I’m sure those far-right, anti-immigrant, all-male members of the Proud Boys were no doubt proud of their bullying president. Most thinking Americans, of course, were doubtless squirming at the sordidness of it all.

But Trump was not the only offender. Here too was “decent” Joe Biden reduced in his response to a series of banalities, telling Trump “keep yappin’, man,” or “will you shut up, man?”

For those supporters of the Democratic party candidate waiting hopefully for signs that American politics would get back to keeping them safe from Covid-19 or healing the racial and class tensions that have riven the country, it must have been a painful watch indeed.

But, hey, before we get all uppity regarding our cousins across the pond, pause and take a look in our own political backyard. Here, too, political discourse has largely been reduced to an argy-bargy full of heat and little light. As ever, the first casualty in all of this is truth.

Yes, I know that spin, manipulating or embellishing the truth, has long since been part of the political black arts, but what we see now goes far beyond any such simple definition.

In the UK, truth-bending turned into outright falsehood during the 2016 Leave campaign. The claim plastered across Boris Johnson’s tour bus that Brexit would save “£350 million a week” to fund the NHS set a precedent that porkies were no longer beyond the pale.

READ MORE: Presidential debate: Joe Biden and Donald Trump exchange insults in chaotic clash

AMONG some of the most telling moments of the UK’s last General Election was when TV audiences laughed openly at Johnson’s insistence that he believed “truth is important” in politics. Since then, as the country reels from the impact of the coronavirus pandemic, the outright lies and falsehoods have at times been staggering.

I mean just ask yourself when seriously was the last time you felt that our so-called “tribunes of the people” were looking out for anyone other than themselves? When was the last time, hand on, heart when you could look at a politician and say yes, he or she has our back?

As the Dominic Cummings lockdown fiasco starkly illustrated, more often than not we find ourselves in a country where it is one rule for the public and another for politicians. How telling it was then that, while accepting the Prime Minister’s senior aide went against the stay-at-home message that was repeated to the public at the height of the lockdown, many Tories focused their criticism on the “absolutely appalling” and “unedifying hounding” of Cummings and his family by the media.

## Try it
From the text on political truth, copy the part that starts at the words "But Trump was" and ends at "this is truth." word for word. Work only from the text itself.

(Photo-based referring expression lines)
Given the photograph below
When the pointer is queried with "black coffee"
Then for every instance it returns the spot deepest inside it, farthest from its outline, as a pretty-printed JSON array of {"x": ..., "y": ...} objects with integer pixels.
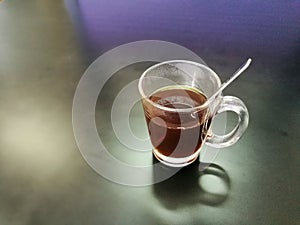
[{"x": 177, "y": 133}]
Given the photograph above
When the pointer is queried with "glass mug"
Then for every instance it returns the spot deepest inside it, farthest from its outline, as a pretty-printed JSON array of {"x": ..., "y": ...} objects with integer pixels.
[{"x": 175, "y": 98}]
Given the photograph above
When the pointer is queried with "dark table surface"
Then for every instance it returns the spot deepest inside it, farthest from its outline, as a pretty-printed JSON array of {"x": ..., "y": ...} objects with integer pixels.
[{"x": 45, "y": 47}]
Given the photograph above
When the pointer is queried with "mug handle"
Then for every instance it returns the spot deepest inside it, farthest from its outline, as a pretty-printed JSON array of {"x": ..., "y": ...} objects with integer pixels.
[{"x": 234, "y": 104}]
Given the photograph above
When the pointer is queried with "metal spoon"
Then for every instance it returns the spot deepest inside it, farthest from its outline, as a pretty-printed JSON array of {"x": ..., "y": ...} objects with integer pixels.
[{"x": 232, "y": 78}]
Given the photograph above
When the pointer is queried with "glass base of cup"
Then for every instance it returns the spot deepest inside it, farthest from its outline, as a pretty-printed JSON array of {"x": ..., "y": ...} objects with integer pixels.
[{"x": 175, "y": 162}]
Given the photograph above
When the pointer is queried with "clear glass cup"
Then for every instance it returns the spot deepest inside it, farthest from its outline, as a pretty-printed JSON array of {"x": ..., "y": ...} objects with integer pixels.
[{"x": 178, "y": 115}]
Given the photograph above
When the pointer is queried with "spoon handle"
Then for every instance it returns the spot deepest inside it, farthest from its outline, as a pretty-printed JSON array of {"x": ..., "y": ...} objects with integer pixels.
[{"x": 232, "y": 78}]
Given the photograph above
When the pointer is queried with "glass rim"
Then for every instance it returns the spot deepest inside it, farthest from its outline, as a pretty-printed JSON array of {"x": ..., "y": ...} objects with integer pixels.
[{"x": 197, "y": 108}]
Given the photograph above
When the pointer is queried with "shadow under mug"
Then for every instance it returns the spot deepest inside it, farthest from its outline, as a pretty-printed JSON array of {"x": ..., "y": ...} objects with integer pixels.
[{"x": 178, "y": 113}]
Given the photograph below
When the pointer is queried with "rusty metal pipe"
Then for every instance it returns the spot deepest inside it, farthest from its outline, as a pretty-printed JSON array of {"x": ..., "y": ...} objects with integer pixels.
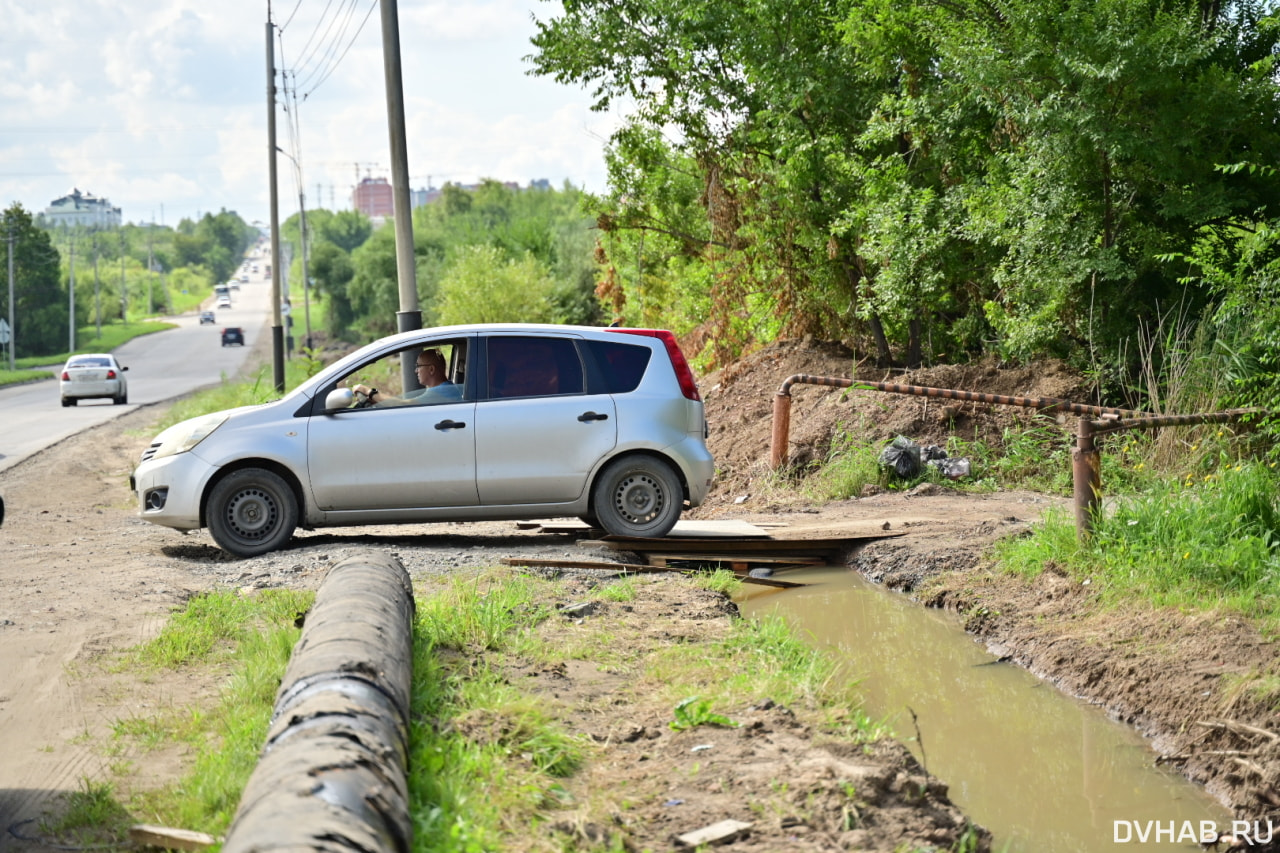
[
  {"x": 781, "y": 430},
  {"x": 1086, "y": 479},
  {"x": 1086, "y": 457},
  {"x": 333, "y": 772}
]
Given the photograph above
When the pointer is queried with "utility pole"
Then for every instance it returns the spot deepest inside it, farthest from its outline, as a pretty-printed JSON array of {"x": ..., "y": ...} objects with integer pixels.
[
  {"x": 150, "y": 270},
  {"x": 97, "y": 292},
  {"x": 306, "y": 281},
  {"x": 124, "y": 286},
  {"x": 277, "y": 328},
  {"x": 408, "y": 318},
  {"x": 72, "y": 296},
  {"x": 13, "y": 329}
]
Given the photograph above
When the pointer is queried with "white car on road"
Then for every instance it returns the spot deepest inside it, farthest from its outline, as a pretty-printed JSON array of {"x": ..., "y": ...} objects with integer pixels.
[
  {"x": 90, "y": 375},
  {"x": 540, "y": 422}
]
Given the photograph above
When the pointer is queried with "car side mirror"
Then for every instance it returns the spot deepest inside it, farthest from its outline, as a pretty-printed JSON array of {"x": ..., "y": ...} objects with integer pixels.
[{"x": 339, "y": 398}]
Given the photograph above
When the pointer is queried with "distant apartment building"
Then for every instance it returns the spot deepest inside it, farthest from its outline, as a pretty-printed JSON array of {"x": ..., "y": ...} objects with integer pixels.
[
  {"x": 82, "y": 209},
  {"x": 373, "y": 197},
  {"x": 424, "y": 196}
]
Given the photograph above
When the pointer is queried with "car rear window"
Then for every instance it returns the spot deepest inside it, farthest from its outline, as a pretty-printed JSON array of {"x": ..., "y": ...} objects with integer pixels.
[
  {"x": 622, "y": 365},
  {"x": 534, "y": 366}
]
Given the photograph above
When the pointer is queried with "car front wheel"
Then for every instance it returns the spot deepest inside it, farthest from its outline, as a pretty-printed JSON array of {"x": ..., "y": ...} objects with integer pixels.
[
  {"x": 251, "y": 511},
  {"x": 638, "y": 496}
]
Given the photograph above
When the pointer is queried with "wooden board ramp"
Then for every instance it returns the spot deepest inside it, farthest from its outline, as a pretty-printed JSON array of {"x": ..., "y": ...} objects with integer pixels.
[
  {"x": 624, "y": 568},
  {"x": 732, "y": 528}
]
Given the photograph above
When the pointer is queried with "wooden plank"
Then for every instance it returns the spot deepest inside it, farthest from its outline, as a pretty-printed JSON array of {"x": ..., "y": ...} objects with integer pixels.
[
  {"x": 713, "y": 528},
  {"x": 776, "y": 547},
  {"x": 169, "y": 839},
  {"x": 721, "y": 833},
  {"x": 755, "y": 560},
  {"x": 632, "y": 568}
]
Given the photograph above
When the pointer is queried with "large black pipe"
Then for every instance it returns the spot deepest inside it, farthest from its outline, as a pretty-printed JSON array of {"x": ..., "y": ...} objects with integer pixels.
[{"x": 333, "y": 774}]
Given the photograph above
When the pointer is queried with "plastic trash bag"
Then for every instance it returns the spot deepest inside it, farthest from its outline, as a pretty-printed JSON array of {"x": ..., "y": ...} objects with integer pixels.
[
  {"x": 903, "y": 457},
  {"x": 952, "y": 469}
]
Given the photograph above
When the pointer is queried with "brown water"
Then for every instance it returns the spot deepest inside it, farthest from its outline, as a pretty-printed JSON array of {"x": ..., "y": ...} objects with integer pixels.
[{"x": 1042, "y": 771}]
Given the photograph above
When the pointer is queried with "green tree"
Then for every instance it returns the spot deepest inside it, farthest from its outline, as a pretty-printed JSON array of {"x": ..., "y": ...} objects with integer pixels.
[
  {"x": 40, "y": 297},
  {"x": 483, "y": 286},
  {"x": 922, "y": 177},
  {"x": 333, "y": 270}
]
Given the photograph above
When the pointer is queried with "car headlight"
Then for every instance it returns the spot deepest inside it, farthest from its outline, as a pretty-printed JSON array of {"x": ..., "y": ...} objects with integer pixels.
[{"x": 182, "y": 437}]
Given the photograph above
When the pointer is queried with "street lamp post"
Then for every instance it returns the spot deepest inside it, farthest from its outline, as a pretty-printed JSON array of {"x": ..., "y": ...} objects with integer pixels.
[{"x": 302, "y": 226}]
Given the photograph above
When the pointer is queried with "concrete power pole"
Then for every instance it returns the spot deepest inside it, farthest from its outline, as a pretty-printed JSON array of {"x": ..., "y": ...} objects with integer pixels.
[
  {"x": 72, "y": 296},
  {"x": 408, "y": 318},
  {"x": 277, "y": 325},
  {"x": 13, "y": 331},
  {"x": 124, "y": 286},
  {"x": 97, "y": 292}
]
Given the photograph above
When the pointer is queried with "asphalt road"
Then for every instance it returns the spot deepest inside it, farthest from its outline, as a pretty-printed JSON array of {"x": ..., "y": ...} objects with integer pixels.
[{"x": 161, "y": 366}]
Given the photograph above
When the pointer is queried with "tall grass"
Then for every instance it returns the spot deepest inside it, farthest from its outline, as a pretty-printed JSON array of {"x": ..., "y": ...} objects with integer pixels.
[
  {"x": 490, "y": 761},
  {"x": 1200, "y": 542},
  {"x": 251, "y": 634}
]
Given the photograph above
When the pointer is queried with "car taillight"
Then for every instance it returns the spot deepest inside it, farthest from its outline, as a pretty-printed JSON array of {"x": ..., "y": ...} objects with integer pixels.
[{"x": 684, "y": 374}]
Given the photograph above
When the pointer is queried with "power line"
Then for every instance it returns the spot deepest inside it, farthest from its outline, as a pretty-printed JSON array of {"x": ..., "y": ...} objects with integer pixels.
[{"x": 344, "y": 50}]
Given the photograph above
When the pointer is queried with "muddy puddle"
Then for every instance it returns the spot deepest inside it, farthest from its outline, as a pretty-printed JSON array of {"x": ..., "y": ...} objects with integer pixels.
[{"x": 1043, "y": 771}]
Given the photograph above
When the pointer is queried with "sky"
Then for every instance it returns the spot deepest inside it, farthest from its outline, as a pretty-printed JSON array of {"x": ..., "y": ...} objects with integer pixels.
[{"x": 160, "y": 106}]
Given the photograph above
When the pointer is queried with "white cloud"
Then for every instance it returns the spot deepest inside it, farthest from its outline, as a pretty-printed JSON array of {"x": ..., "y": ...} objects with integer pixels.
[{"x": 161, "y": 104}]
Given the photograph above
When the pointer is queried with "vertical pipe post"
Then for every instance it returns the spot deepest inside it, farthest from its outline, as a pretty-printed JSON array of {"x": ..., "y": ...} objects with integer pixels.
[
  {"x": 781, "y": 429},
  {"x": 277, "y": 313},
  {"x": 1086, "y": 479}
]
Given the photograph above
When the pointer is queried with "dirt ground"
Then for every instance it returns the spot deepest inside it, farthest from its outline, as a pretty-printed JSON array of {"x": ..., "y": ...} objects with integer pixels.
[{"x": 83, "y": 578}]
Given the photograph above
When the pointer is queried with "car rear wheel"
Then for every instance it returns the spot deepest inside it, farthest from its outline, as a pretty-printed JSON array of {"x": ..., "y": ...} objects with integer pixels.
[
  {"x": 638, "y": 496},
  {"x": 251, "y": 511}
]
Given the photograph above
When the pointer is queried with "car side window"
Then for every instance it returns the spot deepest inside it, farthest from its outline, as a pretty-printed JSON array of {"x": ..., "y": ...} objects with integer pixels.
[
  {"x": 385, "y": 374},
  {"x": 621, "y": 365},
  {"x": 533, "y": 366}
]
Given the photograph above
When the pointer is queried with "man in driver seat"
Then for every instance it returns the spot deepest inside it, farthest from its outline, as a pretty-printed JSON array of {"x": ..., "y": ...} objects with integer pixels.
[{"x": 430, "y": 370}]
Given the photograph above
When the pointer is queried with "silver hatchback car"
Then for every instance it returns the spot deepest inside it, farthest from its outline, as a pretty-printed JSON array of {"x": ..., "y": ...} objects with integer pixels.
[{"x": 530, "y": 422}]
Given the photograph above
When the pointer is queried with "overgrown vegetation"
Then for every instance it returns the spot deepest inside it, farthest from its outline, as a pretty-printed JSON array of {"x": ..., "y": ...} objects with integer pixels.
[
  {"x": 250, "y": 635},
  {"x": 489, "y": 760},
  {"x": 936, "y": 181}
]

## Finished exercise
But Trump was not the only offender. Here too was “decent” Joe Biden reduced in his response to a series of banalities, telling Trump “keep yappin’, man,” or “will you shut up, man?”

For those supporters of the Democratic party candidate waiting hopefully for signs that American politics would get back to keeping them safe from Covid-19 or healing the racial and class tensions that have riven the country, it must have been a painful watch indeed.

But, hey, before we get all uppity regarding our cousins across the pond, pause and take a look in our own political backyard. Here, too, political discourse has largely been reduced to an argy-bargy full of heat and little light. As ever, the first casualty in all of this is truth.